━━━━━ SUPPLIED INFORMATION
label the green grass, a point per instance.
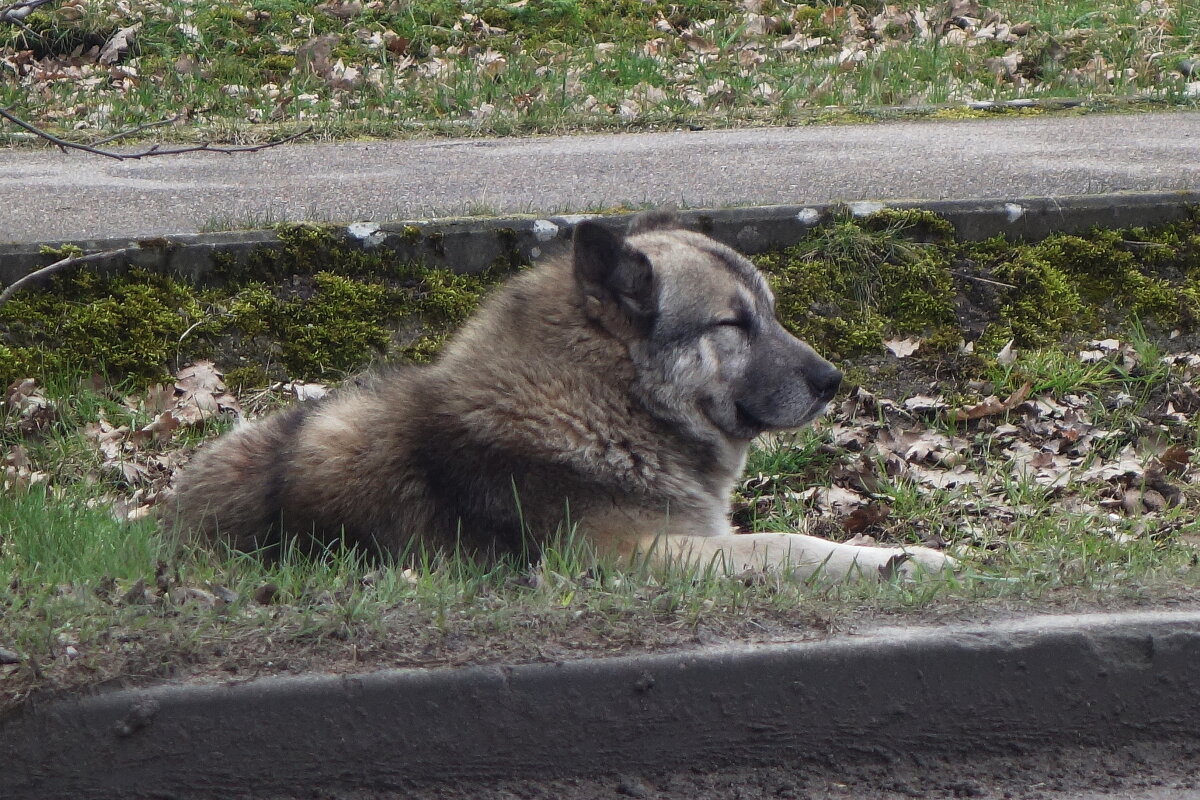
(240, 70)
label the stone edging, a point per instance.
(966, 690)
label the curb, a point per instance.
(978, 690)
(471, 245)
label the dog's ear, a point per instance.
(658, 220)
(611, 272)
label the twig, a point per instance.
(137, 130)
(57, 266)
(976, 277)
(156, 150)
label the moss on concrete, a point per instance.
(319, 307)
(316, 308)
(853, 282)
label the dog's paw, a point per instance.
(915, 563)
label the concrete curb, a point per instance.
(469, 245)
(1002, 689)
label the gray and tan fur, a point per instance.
(617, 390)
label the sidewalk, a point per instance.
(49, 196)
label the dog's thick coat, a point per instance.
(617, 391)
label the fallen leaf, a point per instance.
(991, 405)
(1007, 355)
(119, 44)
(903, 348)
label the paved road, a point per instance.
(46, 194)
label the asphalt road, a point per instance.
(47, 196)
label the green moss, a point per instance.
(277, 62)
(130, 325)
(318, 306)
(1081, 282)
(336, 329)
(855, 281)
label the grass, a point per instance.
(243, 71)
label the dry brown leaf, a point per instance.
(697, 43)
(1007, 355)
(903, 348)
(991, 405)
(865, 517)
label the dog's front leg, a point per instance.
(805, 557)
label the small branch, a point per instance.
(57, 266)
(17, 11)
(156, 150)
(132, 131)
(976, 277)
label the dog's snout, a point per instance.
(826, 382)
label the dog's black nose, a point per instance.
(825, 383)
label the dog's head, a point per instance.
(700, 324)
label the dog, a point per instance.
(613, 391)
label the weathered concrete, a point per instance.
(1101, 679)
(46, 194)
(471, 245)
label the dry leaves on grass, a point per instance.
(1125, 477)
(138, 459)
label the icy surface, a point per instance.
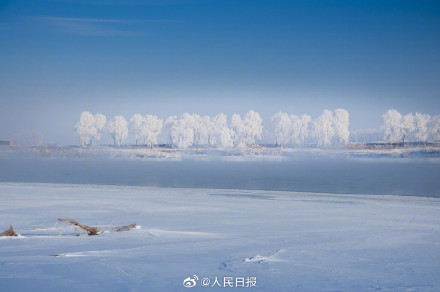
(305, 171)
(289, 241)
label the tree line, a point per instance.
(193, 130)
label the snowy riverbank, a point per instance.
(288, 241)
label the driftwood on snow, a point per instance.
(96, 231)
(9, 232)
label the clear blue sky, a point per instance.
(59, 57)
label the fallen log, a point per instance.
(9, 232)
(96, 230)
(90, 230)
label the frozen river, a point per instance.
(324, 174)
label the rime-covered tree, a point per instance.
(407, 127)
(118, 129)
(86, 128)
(237, 128)
(392, 126)
(222, 134)
(136, 126)
(421, 127)
(169, 122)
(435, 128)
(100, 121)
(151, 128)
(182, 132)
(340, 125)
(281, 124)
(304, 129)
(252, 127)
(323, 128)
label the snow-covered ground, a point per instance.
(289, 241)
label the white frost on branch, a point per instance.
(340, 123)
(118, 129)
(89, 127)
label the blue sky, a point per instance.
(59, 57)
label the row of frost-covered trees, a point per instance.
(410, 127)
(193, 130)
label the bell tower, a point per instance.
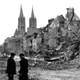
(32, 20)
(21, 22)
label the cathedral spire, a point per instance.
(32, 14)
(21, 11)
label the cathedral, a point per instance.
(16, 42)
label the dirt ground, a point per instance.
(39, 74)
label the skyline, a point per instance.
(43, 10)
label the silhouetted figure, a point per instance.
(23, 73)
(11, 67)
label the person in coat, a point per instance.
(23, 73)
(11, 67)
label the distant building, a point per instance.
(21, 25)
(32, 24)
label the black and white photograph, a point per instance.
(39, 39)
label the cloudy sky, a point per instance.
(43, 10)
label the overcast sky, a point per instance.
(43, 10)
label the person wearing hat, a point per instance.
(23, 73)
(11, 67)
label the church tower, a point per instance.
(32, 20)
(21, 22)
(32, 24)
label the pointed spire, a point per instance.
(32, 14)
(21, 11)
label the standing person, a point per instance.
(11, 67)
(23, 73)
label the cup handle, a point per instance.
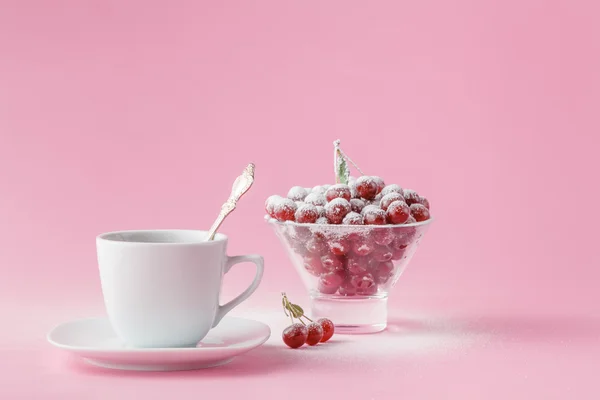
(231, 261)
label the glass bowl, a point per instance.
(349, 270)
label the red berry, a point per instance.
(307, 214)
(340, 247)
(357, 205)
(389, 199)
(297, 193)
(382, 236)
(321, 211)
(380, 183)
(285, 210)
(383, 272)
(353, 218)
(331, 263)
(322, 221)
(336, 210)
(411, 197)
(356, 265)
(270, 204)
(369, 207)
(419, 212)
(362, 283)
(366, 187)
(398, 254)
(300, 233)
(353, 191)
(295, 335)
(398, 212)
(400, 243)
(362, 246)
(315, 333)
(346, 289)
(393, 188)
(367, 291)
(313, 265)
(328, 329)
(316, 245)
(329, 283)
(375, 216)
(382, 254)
(316, 199)
(338, 191)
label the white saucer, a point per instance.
(94, 340)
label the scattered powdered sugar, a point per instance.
(316, 199)
(407, 334)
(297, 193)
(318, 190)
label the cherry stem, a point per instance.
(341, 153)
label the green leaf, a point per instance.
(341, 168)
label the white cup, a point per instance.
(161, 287)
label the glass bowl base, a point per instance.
(351, 315)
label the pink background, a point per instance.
(139, 114)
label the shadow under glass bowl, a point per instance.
(349, 270)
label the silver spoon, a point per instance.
(240, 186)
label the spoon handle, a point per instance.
(240, 186)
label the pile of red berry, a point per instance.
(358, 234)
(299, 333)
(364, 201)
(354, 236)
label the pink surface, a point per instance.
(119, 115)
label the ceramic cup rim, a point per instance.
(108, 237)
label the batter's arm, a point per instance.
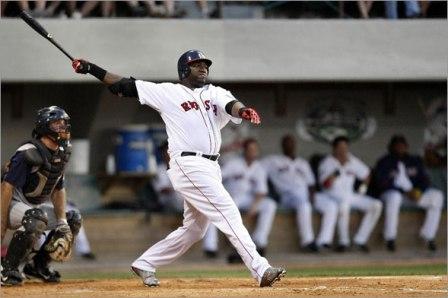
(7, 190)
(239, 110)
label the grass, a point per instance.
(372, 270)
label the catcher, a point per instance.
(33, 176)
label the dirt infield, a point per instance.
(414, 286)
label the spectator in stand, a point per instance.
(364, 8)
(412, 9)
(402, 177)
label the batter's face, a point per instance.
(198, 73)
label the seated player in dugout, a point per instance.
(402, 179)
(34, 176)
(194, 113)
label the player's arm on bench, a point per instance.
(118, 85)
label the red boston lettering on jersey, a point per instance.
(194, 105)
(207, 104)
(186, 106)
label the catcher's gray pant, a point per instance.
(265, 216)
(198, 181)
(431, 200)
(369, 206)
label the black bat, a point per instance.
(39, 29)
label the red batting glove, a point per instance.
(250, 114)
(81, 66)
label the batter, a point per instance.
(194, 112)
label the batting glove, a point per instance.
(250, 114)
(81, 66)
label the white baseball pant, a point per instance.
(198, 181)
(431, 200)
(265, 216)
(328, 208)
(302, 205)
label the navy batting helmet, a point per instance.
(188, 57)
(45, 117)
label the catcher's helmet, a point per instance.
(45, 117)
(188, 57)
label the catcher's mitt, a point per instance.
(59, 247)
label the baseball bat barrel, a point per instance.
(41, 30)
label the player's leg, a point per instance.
(199, 182)
(432, 201)
(392, 200)
(176, 243)
(210, 242)
(328, 207)
(32, 223)
(266, 213)
(372, 210)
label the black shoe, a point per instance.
(341, 248)
(362, 248)
(11, 278)
(210, 254)
(432, 245)
(234, 258)
(46, 274)
(310, 248)
(261, 251)
(390, 245)
(88, 256)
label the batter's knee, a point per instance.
(437, 199)
(376, 207)
(35, 221)
(74, 220)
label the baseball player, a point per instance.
(246, 181)
(337, 175)
(194, 113)
(34, 175)
(402, 177)
(292, 177)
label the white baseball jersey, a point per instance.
(193, 118)
(344, 183)
(243, 182)
(289, 175)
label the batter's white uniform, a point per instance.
(342, 191)
(244, 182)
(161, 183)
(193, 120)
(291, 179)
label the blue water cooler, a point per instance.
(134, 149)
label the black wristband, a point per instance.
(97, 71)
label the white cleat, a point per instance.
(148, 277)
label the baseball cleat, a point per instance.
(271, 275)
(148, 277)
(11, 278)
(46, 274)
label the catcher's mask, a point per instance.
(53, 122)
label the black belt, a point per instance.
(211, 157)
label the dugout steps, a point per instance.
(130, 233)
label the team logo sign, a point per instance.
(328, 118)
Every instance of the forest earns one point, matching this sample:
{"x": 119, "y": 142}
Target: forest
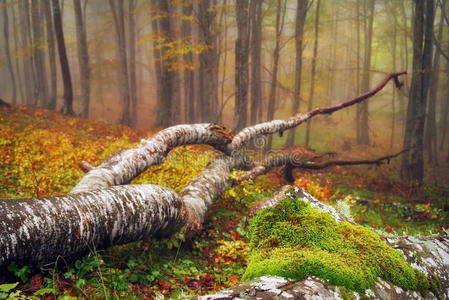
{"x": 224, "y": 149}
━━━━━━━━━━
_WORK TO COMPLETE:_
Write out every record above exactly as it stands, but leave out the pictures.

_SOLUTION FOR THIS PROBLEM:_
label the green grass, a point per instance.
(240, 70)
label the stone edging, a point per instance.
(966, 690)
label the curb, a point per instance.
(978, 690)
(471, 245)
label the dog's ear, a point per instance.
(658, 220)
(611, 272)
label the twig, a point per instance.
(137, 130)
(57, 266)
(976, 277)
(156, 150)
label the moss on concrete, a point per instance.
(319, 307)
(316, 308)
(853, 282)
label the dog's paw, a point per instance.
(915, 563)
label the concrete curb, a point per instance.
(469, 245)
(1002, 689)
label the gray and tan fur, a point per instance.
(617, 390)
label the sidewalk, a point per instance.
(49, 196)
label the dog's thick coat, a point per instance.
(617, 391)
label the fallen leaf, a point per instance.
(991, 405)
(1007, 355)
(119, 44)
(903, 348)
label the paved road, a point per instance.
(46, 194)
label the asphalt road, a point per instance.
(47, 196)
label the green moss, a point per instance.
(277, 62)
(130, 325)
(318, 306)
(1081, 282)
(336, 329)
(855, 281)
label the grass, a point per instance.
(243, 71)
label the dry brown leaf, a point per instance.
(697, 43)
(1007, 355)
(903, 348)
(991, 405)
(865, 517)
label the dog's front leg, a point per instance.
(805, 557)
label the small branch, a point per instance.
(57, 266)
(17, 11)
(156, 150)
(132, 131)
(976, 277)
label the dog's snout, a point per instance.
(826, 382)
label the dog's black nose, a point per instance.
(825, 383)
label the dog's head, a point per instance.
(700, 324)
label the dog, a point per instance.
(613, 391)
label the weathered concrete, a point per instance.
(1101, 679)
(46, 194)
(471, 245)
label the dry leaves on grass, a point per instance.
(1125, 477)
(138, 459)
label the icy surface, a point per instance.
(305, 171)
(289, 241)
label the tree line, a point per instance.
(193, 130)
label the snowy riverbank, a point per instance.
(288, 241)
label the driftwood on snow, a point per instance.
(96, 231)
(9, 232)
label the clear blue sky, a point per instance.
(59, 57)
label the fallen log, a point per instance.
(9, 232)
(96, 230)
(90, 230)
label the frozen river, a point per instance.
(324, 174)
label the rime-covered tree, a point per instance.
(407, 127)
(118, 129)
(86, 128)
(237, 128)
(392, 126)
(222, 134)
(136, 126)
(421, 127)
(169, 122)
(435, 128)
(100, 121)
(151, 128)
(182, 132)
(340, 125)
(281, 124)
(304, 129)
(252, 127)
(323, 128)
label the snow-covered ground, a point per instance.
(289, 241)
label the white frost on branch, a point per instance.
(340, 123)
(118, 129)
(89, 127)
label the blue sky, a point per instance.
(59, 57)
label the row of frost-covered trees, a point per instance.
(410, 127)
(193, 130)
label the bell tower, a point per instance.
(32, 20)
(21, 22)
label the cathedral spire, a point per instance.
(32, 14)
(21, 11)
label the cathedral, a point per instance.
(16, 42)
label the dirt ground, a point per instance.
(39, 74)
label the skyline, a point per instance.
(43, 10)
label the silhouetted figure, a point per instance.
(23, 73)
(11, 67)
label the person in coat, a point per instance.
(23, 73)
(11, 67)
label the distant building, a point per instance.
(21, 25)
(32, 24)
label the black and white photograph, a point per instance.
(39, 39)
label the cloudy sky, a point per instance.
(43, 10)
label the overcast sky, a point per instance.
(43, 10)
label the person wearing hat, a point per instance.
(23, 73)
(11, 67)
label the church tower, a point per instance.
(32, 20)
(21, 22)
(32, 24)
label the pointed spire, a point per instance.
(32, 14)
(21, 11)
label the standing person, a point per instance.
(11, 67)
(23, 73)
label the cup handle, a point per instance.
(231, 261)
label the glass bowl, a point per instance.
(349, 270)
label the red berry, a point per instance.
(307, 214)
(340, 247)
(357, 205)
(389, 199)
(297, 193)
(382, 236)
(321, 211)
(380, 183)
(285, 210)
(383, 272)
(353, 218)
(331, 263)
(322, 221)
(336, 210)
(411, 197)
(356, 265)
(270, 204)
(369, 207)
(419, 212)
(362, 283)
(366, 187)
(398, 254)
(300, 233)
(353, 191)
(295, 335)
(398, 212)
(400, 243)
(362, 246)
(315, 333)
(346, 289)
(393, 188)
(367, 291)
(313, 265)
(328, 329)
(316, 245)
(329, 283)
(375, 216)
(382, 254)
(316, 199)
(338, 191)
label the white saucer, a point per instance.
(94, 340)
label the scattered powdered sugar, a point per instance.
(316, 199)
(407, 334)
(297, 193)
(318, 190)
label the cherry stem, a point per instance.
(341, 153)
label the green leaf, a point per instance.
(341, 168)
label the white cup, a point per instance.
(161, 287)
label the glass bowl base, a point per instance.
(351, 315)
label the pink background, a point per instance.
(139, 114)
label the shadow under glass bowl, a point per instance.
(349, 270)
label the silver spoon, a point per instance.
(240, 186)
label the spoon handle, a point per instance.
(240, 186)
label the pile of red berry, a point per instance.
(358, 234)
(299, 333)
(364, 201)
(354, 236)
label the pink surface, a point per instance.
(119, 115)
label the ceramic cup rim, a point per instance.
(108, 237)
label the batter's arm, a point per instance.
(7, 190)
(239, 110)
label the grass, a point per instance.
(372, 270)
label the catcher, a point per instance.
(33, 176)
label the dirt infield, a point per instance.
(414, 286)
label the spectator in stand, a point per instance.
(364, 8)
(412, 9)
(402, 177)
label the batter's face, a point per instance.
(198, 73)
label the seated player in dugout, a point per instance.
(402, 179)
(34, 176)
(194, 113)
label the player's arm on bench, a point per instance.
(118, 85)
label the red boston lettering on jersey, a point per instance.
(194, 105)
(207, 104)
(186, 106)
label the catcher's gray pant, a point per instance.
(265, 216)
(198, 181)
(431, 200)
(369, 206)
label the black bat, a point per instance.
(39, 29)
label the red batting glove, a point per instance.
(250, 114)
(81, 66)
label the batter, a point per instance.
(194, 112)
label the batting glove, a point per instance.
(250, 114)
(81, 66)
label the white baseball pant, a point per instance.
(198, 181)
(431, 200)
(265, 216)
(328, 208)
(302, 205)
label the navy batting helmet, a point per instance.
(188, 57)
(45, 117)
label the catcher's helmet, a point per instance.
(45, 117)
(188, 57)
label the catcher's mitt, a point per instance.
(59, 247)
label the baseball bat barrel, a point per instance.
(41, 30)
label the player's leg, a point per instance.
(199, 182)
(432, 201)
(392, 200)
(176, 243)
(210, 242)
(328, 207)
(32, 223)
(266, 213)
(372, 210)
label the black shoe, a point per instance.
(341, 248)
(362, 248)
(11, 278)
(210, 254)
(432, 245)
(234, 258)
(46, 274)
(310, 248)
(261, 251)
(390, 245)
(88, 256)
label the batter's knee, a point per instance.
(437, 199)
(376, 207)
(35, 221)
(74, 220)
label the baseball player, a point per instance.
(246, 181)
(337, 175)
(194, 113)
(34, 175)
(402, 177)
(292, 177)
label the white baseball jersey, a point per instance.
(193, 118)
(344, 183)
(243, 182)
(289, 175)
label the batter's white uniform, a point per instance.
(342, 191)
(244, 182)
(161, 183)
(193, 120)
(291, 179)
label the blue water cooler, a point per instance.
(134, 149)
label the black wristband, a point per instance.
(97, 71)
label the white cleat, a point per instance.
(148, 277)
label the baseball cleat, a point per instance.
(271, 275)
(148, 277)
(11, 278)
(46, 274)
label the catcher's mask, a point per instance.
(53, 122)
label the black belt, a point per instance.
(211, 157)
label the dugout steps, a point per instance.
(130, 233)
label the team logo sign, a point per instance.
(328, 118)
Every instance of the forest earns one point, matching this sample:
{"x": 119, "y": 142}
Target: forest
{"x": 224, "y": 149}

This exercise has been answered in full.